Уже тогда несколько корпораций осознанно занялись венчуром, создав достаточно автономные полноценные VC-фонды или отдав направление под институционального партнера. Но их можно пересчитать по пальцам одной руки. Большинство отделалось формальным подходом, создав собственные «дочки» или департаменты (а иногда отдельные компании, учрежденные собственными сотрудниками), куда просто перевели часть своих НИОКР-бюджетов — без изменения сути их работы, без каких-либо внешних соинвесторов. Это, конечно, не совсем венчурные фонды.
Почему не удалось полноценно привлечь госкомпании к венчуру с первого раза? Проблема системно связана с тем, что государство дало поручение госкомпаниям, но не рассказало, через какой инструментарий это можно делать. Рынку не были предложены лучшие в мировой практике примеры того, как корпорации должны работать на венчурном рынке, в том числе и через сторонние фонды. В новых поручениях Путина есть задача, во-первых, провести аудит, а во-вторых — предложить инструменты, которые помогли бы увеличить инвестиции. Задача решаемая: международной практике уже десятки лет, многое можно быстро мультиплицировать на наш рынок.
Но с госкомпаниями есть и другая проблема, которую не обсуждали. Как сделать так, чтобы госкомпании покупали стартапы? В России госсектор является едва ли не основной возможностью для «выходов». А без них инвесторам невозможно получить прибыль от инвестиций и вложиться в новые стартапы.
────────────────
• _ЧТО СДЕЛАТЬ_:
A. Определите, согласуются ли с текстом о корпоративном венчуре следующие утверждения: (i) большинство корпораций создали автономные VC-фонды с внешними соинвесторами; (ii) новые поручения Путина включают задачу провести аудит; (iii) в России госсектор является едва ли не основной возможностью для «выходов». Для каждого ответьте «да» или «нет» и приведите решающие слова текста дословно.
B. Подхватите текст о корпоративном венчуре и продолжите его с того места, где он заканчивается.

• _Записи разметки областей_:
────────────────
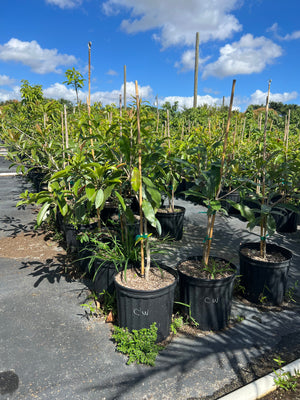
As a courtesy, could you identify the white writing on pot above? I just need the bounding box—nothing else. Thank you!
[133,308,149,317]
[204,297,219,304]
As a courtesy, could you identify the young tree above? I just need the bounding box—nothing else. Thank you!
[63,67,85,104]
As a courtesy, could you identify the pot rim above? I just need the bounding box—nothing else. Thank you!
[114,264,179,294]
[176,255,237,284]
[239,242,293,267]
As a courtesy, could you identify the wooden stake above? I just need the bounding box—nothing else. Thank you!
[87,42,95,161]
[135,81,145,276]
[202,79,236,265]
[260,80,271,259]
[124,65,126,110]
[60,113,66,169]
[193,32,199,108]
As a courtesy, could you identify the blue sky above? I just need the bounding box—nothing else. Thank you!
[0,0,300,111]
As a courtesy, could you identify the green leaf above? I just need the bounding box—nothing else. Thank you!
[131,167,141,192]
[85,185,96,202]
[36,203,50,226]
[115,192,126,211]
[95,189,104,208]
[72,179,81,196]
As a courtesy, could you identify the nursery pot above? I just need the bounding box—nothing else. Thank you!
[115,266,178,342]
[239,242,293,305]
[178,257,236,331]
[155,206,185,240]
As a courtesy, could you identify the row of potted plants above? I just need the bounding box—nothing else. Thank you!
[3,82,300,340]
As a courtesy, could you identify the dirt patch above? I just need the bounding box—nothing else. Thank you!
[241,247,287,263]
[116,268,175,290]
[0,231,66,261]
[178,257,235,280]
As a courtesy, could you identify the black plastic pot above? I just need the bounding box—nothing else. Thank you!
[115,267,178,342]
[239,242,293,305]
[155,206,185,240]
[178,257,236,331]
[274,208,298,233]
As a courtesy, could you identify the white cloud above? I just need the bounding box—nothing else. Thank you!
[250,90,298,105]
[175,50,210,72]
[103,0,241,48]
[106,69,118,76]
[0,75,15,86]
[43,82,153,105]
[202,34,282,78]
[267,22,300,41]
[46,0,82,9]
[0,38,77,74]
[0,86,21,101]
[158,95,223,109]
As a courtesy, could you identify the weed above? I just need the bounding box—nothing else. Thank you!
[112,322,164,366]
[81,300,100,319]
[285,281,299,303]
[273,356,300,391]
[170,316,184,335]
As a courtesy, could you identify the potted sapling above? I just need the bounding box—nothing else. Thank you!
[115,82,177,341]
[177,81,236,330]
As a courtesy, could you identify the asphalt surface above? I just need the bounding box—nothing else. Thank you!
[0,157,300,400]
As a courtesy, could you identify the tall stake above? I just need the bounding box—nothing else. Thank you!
[193,32,199,108]
[203,79,236,265]
[135,81,145,276]
[260,80,271,258]
[87,42,95,160]
[124,65,126,110]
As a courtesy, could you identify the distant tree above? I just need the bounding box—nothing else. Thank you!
[20,80,44,105]
[63,67,85,104]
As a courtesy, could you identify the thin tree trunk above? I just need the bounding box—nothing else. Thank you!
[202,79,236,265]
[124,65,127,110]
[193,32,199,108]
[135,81,148,276]
[260,80,271,259]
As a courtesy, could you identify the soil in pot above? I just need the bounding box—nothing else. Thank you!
[155,206,185,240]
[239,242,292,305]
[115,267,178,342]
[178,257,236,331]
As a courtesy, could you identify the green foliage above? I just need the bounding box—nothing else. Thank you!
[285,281,299,303]
[202,257,235,279]
[63,67,85,104]
[170,315,184,335]
[112,322,163,366]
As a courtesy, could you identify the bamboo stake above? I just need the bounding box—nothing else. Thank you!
[193,32,199,108]
[60,112,66,169]
[203,79,236,265]
[64,104,69,149]
[124,65,126,110]
[167,110,171,150]
[87,42,95,161]
[285,110,291,153]
[135,81,145,276]
[260,80,271,259]
[156,95,159,132]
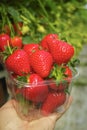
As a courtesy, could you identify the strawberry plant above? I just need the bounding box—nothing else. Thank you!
[0,0,87,55]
────────────────
• _СПИСОК ОТВЕТОВ_:
A.
(i) Нет: «Большинство отделалось формальным подходом, создав собственные «дочки» или департаменты (а иногда отдельные компании, учрежденные собственными сотрудниками), куда просто перевели часть своих НИОКР-бюджетов — без изменения сути их работы, без каких-либо внешних соинвесторов».
(ii) Да: «В новых поручениях Путина есть задача, во-первых, провести аудит».
(iii) Да: «В России госсектор является едва ли не основной возможностью для «выходов»».

B.
Зачем корпорации покупают стартапы? Обычно, чтобы с помощью технологий стартапа оторваться от конкурентов или не дать конкурентам оторваться. Но в России дела обстоят не так.
Проблема российского рынка в том, что он очень олигополизирован во многих секторах, а где-то и монополизирован. У госкомпаний нет реальных стимулов покупать стартапы — они ни с кем не конкурируют, кроме как сами с собой. Как это исправить? Важно повысить для таких компаний KPI по доле высокотехнологичной и инновационной выручки — это способ диверсифицировать их доходы, частично отказаться от госзаказа.
Сейчас государство контролирует крупные госкомпании не по доле высокотехнологичной выручки, а по доле высокотехнологичной продукции, которую они закупают. Но при таком подходе компетенции не накапливаются внутри компаний, а остаются у внешних подрядчиков. Поэтому у компаний и нет инновационной выручки. Как только изменится целеполагание, госкомпании начнут покупать стартапы, сражаться за них, потому что как минимум выручку стартапа можно будет консолидировать в свою выручку. Это будет хороший драйвер для M&A, инвесторы получат возможность для экзитов, а стартапы — новые инвестиции. Но важно не просто заставить госкомпании покупать, чтобы они тратили миллиарды на скупку ненужных им стартапов, а задать более прозрачные финансовые KPI.
Судя по тому, что мартовская встреча вылилась в апрельские поручения, эти предложения понравились президенту. То, что венчурному бизнесу решили уделить время в такие нелегкие дни, безусловно, позитивный сигнал. Теперь все зависит от реализации этих решений. И хорошо бы продолжать привлекать к обсуждению представителей отрасли — здесь остается много подводных камней и развилок. И главная проблема в том, что первые оценки эффективности этих инициатив можно будет сделать только лет через пять. Поэтому решения, принимаемые уже сегодня, будут влиять на развитие сектора в долгосрочной перспективе.